「現場監督エッセイ」現場監督の立場から②
学習院大学山岳部 平成4年卒 原田昌幸
体力維持のため日々のトレーニングは続けていたものの、アルパインクライミングに類することは久しく行っていません。 リハビリと称し、借り物のアイゼンとピッケルで学生の合宿に同行し岳沢に入山したのが5月初め。 自前のプラスチックブーツが経年劣化で崩壊し、二日で下山することとなりましたが、十数年ぶりの2000mです。 遠征計画が遂行されるとした場合、この時点で残された時間は3ヶ月。
振り返ってみると、遠征中の登山活動も通じて精神的、肉体的にもっとも苦しかったのは、高度順化訓練でおこなった吉田口馬返しからの富士山頂上アタックでした。 ブランクを考えず自分の能力を過信していたこともあったのでしょう、思わぬ高度障害と疲労に先行きの不安を覚えることとなります。 こうした不安要素は、その後、想定数以上の富士登山を繰り返すことで払拭されるに至りましたが、腰痛への懸念だけはアタックを成功させ無事下山するまで残りました。
”学生自身の登山”であるために、それが望ましいのであればと”名前と身体を貸す”というスタンスで遠征隊に加わりました。 学生隊長に監督隊員の端から見ると首をかしげざるを得ない歪な隊の構成は、こうしたコンセプトに基づいて捻り出されたものです。 その意味では、上手く「何もしない」ことが出来たのではないかと自認しています。 この遠征は最後まで大学山岳部の登山であり続けました。

> [課題内容]: このエッセイで、筆者が身に着けたり手にしたりした登山用具として名前が出てくるものは何ですか。すべて挙げてください。

> [提供情報]:
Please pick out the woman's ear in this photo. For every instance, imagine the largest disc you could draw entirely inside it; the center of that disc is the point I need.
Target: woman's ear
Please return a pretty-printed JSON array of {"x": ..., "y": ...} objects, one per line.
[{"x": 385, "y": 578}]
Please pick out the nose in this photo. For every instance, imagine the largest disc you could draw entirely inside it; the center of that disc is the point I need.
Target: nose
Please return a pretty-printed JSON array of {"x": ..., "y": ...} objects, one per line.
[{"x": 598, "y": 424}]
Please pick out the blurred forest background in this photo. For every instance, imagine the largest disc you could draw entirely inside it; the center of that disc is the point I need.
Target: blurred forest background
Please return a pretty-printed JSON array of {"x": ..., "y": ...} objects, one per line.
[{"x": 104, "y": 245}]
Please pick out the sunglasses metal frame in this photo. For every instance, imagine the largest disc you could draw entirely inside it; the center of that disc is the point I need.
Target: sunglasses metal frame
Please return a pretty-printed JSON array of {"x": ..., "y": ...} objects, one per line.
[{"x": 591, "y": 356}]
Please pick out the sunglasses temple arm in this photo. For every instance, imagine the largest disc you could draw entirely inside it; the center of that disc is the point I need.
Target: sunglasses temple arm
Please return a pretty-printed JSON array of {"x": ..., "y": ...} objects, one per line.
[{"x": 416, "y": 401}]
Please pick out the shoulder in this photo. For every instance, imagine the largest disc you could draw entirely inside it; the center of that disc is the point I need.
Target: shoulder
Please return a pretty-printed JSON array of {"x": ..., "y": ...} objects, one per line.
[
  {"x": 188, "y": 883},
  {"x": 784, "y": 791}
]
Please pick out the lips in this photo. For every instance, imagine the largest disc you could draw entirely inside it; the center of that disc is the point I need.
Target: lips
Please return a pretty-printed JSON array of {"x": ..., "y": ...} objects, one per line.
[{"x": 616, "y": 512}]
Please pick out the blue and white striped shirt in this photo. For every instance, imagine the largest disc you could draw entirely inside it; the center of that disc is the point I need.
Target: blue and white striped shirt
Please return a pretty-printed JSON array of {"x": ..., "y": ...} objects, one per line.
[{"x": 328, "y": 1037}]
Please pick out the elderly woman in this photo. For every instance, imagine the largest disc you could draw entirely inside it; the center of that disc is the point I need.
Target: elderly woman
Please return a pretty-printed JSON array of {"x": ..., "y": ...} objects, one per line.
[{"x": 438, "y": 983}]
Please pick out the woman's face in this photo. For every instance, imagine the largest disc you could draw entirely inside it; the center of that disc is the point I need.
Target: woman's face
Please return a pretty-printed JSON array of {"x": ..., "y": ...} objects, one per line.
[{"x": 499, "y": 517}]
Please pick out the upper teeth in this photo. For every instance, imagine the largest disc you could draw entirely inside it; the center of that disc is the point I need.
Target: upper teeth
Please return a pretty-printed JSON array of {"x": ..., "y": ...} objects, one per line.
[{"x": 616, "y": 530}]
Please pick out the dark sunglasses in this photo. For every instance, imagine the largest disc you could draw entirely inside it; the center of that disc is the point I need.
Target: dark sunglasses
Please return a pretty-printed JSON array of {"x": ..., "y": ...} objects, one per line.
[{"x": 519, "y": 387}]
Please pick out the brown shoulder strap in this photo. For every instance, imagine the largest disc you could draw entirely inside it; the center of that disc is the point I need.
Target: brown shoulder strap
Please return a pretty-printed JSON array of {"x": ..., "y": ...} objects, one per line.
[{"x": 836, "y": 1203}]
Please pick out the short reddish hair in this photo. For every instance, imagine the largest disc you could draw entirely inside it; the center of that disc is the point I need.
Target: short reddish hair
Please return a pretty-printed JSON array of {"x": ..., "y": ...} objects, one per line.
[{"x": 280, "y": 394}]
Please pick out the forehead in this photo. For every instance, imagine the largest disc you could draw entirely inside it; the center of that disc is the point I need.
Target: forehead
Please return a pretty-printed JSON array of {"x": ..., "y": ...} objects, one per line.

> [完全な解答]: アイゼン、ピッケル、プラスチックブーツ